(Records excerpted from a collection)
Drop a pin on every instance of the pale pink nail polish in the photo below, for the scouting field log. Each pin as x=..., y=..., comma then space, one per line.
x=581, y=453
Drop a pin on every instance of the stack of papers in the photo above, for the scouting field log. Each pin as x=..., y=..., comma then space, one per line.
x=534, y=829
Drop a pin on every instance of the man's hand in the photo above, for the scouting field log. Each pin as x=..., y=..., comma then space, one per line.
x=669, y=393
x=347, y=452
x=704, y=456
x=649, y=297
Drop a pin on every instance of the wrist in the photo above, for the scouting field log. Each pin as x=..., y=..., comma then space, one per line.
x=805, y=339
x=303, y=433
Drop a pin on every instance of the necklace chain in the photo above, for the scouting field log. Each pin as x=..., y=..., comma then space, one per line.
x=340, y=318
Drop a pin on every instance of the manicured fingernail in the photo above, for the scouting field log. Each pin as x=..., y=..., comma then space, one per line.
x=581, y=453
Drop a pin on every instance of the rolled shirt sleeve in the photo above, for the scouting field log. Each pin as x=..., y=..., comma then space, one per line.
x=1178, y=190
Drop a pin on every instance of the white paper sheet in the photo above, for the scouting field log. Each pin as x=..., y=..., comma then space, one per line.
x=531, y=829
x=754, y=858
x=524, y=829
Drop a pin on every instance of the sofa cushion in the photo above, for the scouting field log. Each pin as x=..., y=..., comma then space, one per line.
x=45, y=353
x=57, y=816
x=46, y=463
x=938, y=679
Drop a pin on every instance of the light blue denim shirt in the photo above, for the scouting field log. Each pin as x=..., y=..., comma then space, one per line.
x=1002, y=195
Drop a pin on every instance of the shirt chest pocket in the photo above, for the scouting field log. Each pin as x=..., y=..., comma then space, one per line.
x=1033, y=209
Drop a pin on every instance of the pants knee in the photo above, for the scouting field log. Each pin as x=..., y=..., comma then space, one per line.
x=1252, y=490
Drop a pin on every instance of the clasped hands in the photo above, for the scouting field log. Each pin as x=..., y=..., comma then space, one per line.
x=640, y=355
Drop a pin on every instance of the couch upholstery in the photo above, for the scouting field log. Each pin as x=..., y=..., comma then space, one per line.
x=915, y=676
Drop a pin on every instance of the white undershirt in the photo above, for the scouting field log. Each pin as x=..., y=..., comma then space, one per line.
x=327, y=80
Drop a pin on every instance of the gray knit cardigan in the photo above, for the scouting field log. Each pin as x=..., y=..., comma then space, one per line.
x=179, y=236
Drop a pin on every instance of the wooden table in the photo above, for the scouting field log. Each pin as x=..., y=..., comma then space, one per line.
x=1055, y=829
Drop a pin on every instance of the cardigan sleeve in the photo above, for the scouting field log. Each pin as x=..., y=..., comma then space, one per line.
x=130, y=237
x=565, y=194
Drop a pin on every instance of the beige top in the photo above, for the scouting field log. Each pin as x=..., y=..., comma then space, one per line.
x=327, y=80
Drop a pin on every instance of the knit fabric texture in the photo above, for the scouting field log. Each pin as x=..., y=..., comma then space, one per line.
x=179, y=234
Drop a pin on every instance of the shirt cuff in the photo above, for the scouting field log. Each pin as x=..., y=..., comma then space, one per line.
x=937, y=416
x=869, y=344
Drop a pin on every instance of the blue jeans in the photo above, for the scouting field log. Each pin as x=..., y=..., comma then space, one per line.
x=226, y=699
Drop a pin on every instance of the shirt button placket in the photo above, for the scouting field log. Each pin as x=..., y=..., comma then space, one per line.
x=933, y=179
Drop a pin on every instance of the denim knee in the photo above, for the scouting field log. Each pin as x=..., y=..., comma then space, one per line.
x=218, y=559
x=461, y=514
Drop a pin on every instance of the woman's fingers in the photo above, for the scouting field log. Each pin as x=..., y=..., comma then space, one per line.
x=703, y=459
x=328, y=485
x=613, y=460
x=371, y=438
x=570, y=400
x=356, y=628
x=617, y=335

ACTIVITY:
Retype every entry, keeping each character as it was.

OUTPUT:
Drop a pin on every instance of the pale pink nail polish in the photo below, for the scouting field log. Each pin as x=..., y=..., comma then space, one per line.
x=581, y=453
Drop a pin on every instance of the stack of papers in the photo above, for the scouting field log. Each pin as x=..., y=..., comma then space, one per line.
x=534, y=829
Drop a pin on every instance of the man's hand in the photo above, for the scouting field log. Each pin as x=..., y=..., comma then space, one per line.
x=669, y=393
x=347, y=452
x=704, y=456
x=649, y=297
Drop a pin on every instance of the wrist in the photo above, for the scouting field log. Each pin as x=..., y=..., comma then space, one per line.
x=805, y=339
x=303, y=433
Drop a pin on every instance of the necklace chain in the photo above, for the scouting field log. Each pin as x=..., y=..., comma then space, one per line.
x=340, y=318
Drop a pin on every instance of the manicured fingernail in the photo above, for the scouting field log. Each pin as x=..., y=..., comma then space, one per line.
x=581, y=453
Drop a pin on every instance of the rolled shirt sleeve in the photo above, for the scouting field log. Each pin as x=..., y=..., comma then space, one per line.
x=1178, y=190
Drop a pin on every instance of the white paper sheet in the photo above, for the scouting field log. Each pin as x=..., y=..., comma then space, one per line.
x=531, y=829
x=754, y=858
x=524, y=829
Drop a pin on every instance of the sofa cushion in the photo above, for the scouting field log. Each pin as x=..., y=..., comma then space, one per line.
x=45, y=353
x=57, y=816
x=46, y=463
x=938, y=679
Drop a pin on every instance of the light blue denim shirt in the photo above, for the scouting field log. Each pin as x=..., y=..., comma then space, one per line.
x=1002, y=195
Drop a pin on every instance of the shirt chest pocket in the photo above, for the scouting field log. Each pin as x=..., y=..., comma then space, one per line.
x=1033, y=209
Drop a pin on every instance of the pants knee in the photo above, for the scouting field log. Each pin as x=..., y=..., comma then space, one per line.
x=1252, y=490
Drop a pin on every instance of the clasped hands in the photo above, for the scouting field log. Each pin as x=..., y=..., comma then space, one per line.
x=640, y=355
Drop a pin on every instance of the couch upholstery in the photo above, for the scouting field log. Each pin as x=..., y=..., comma then space, one per line.
x=915, y=676
Drop a pin on every instance of the white undershirt in the photo above, for the scouting field log. Each pin as x=..., y=..., comma then space, one per line.
x=327, y=80
Drop a pin on every instance of the gray knit cardigan in the photo above, for the scouting field log. Each pin as x=..., y=..., comma then space, one per line.
x=179, y=236
Drop a pin on every instance of the wooden table in the photo above, for the scouting field log. Each pin as x=..., y=..., comma then space, one per line.
x=1055, y=829
Drop a pin on every instance of the cardigan sleeve in the photo above, for the scouting field log. Each pin as x=..., y=..., comma then space, one per line.
x=130, y=237
x=565, y=194
Drop a pin on every instance of the beige top in the photo above, for the scouting field log. Each pin as x=..., y=..., comma then space, one per line.
x=327, y=80
Drop a pin on every instance of the knit fabric texture in the photo above, for the scouting field log. Each pin as x=..., y=..., comma then space, one per line.
x=179, y=234
Drop a pin on every instance of the shirt cuff in the photo above, for the scouting field log. Each pin as x=..., y=..., comma then space, one per line.
x=937, y=416
x=869, y=344
Drop a pin on every instance of the blue jeans in the photo above, for the scouting field log. Each pin as x=..., y=..., comma then space, one per line.
x=226, y=699
Drop a pin on every instance of the shirt button placket in the photo above, for the scouting field log. Each pin as x=..., y=..., comma then space, one per line.
x=933, y=179
Drop a pin on every instance of the denim knee in the photo above, for the scouting field log. Each pin as x=..., y=..., comma then space, one per line.
x=218, y=559
x=461, y=514
Drop a pin on every instance of the woman's fingers in the photo above, for the scouting field log. Each pin as x=..., y=..., comma then space, one per line.
x=703, y=459
x=328, y=485
x=613, y=460
x=371, y=438
x=570, y=400
x=356, y=628
x=617, y=335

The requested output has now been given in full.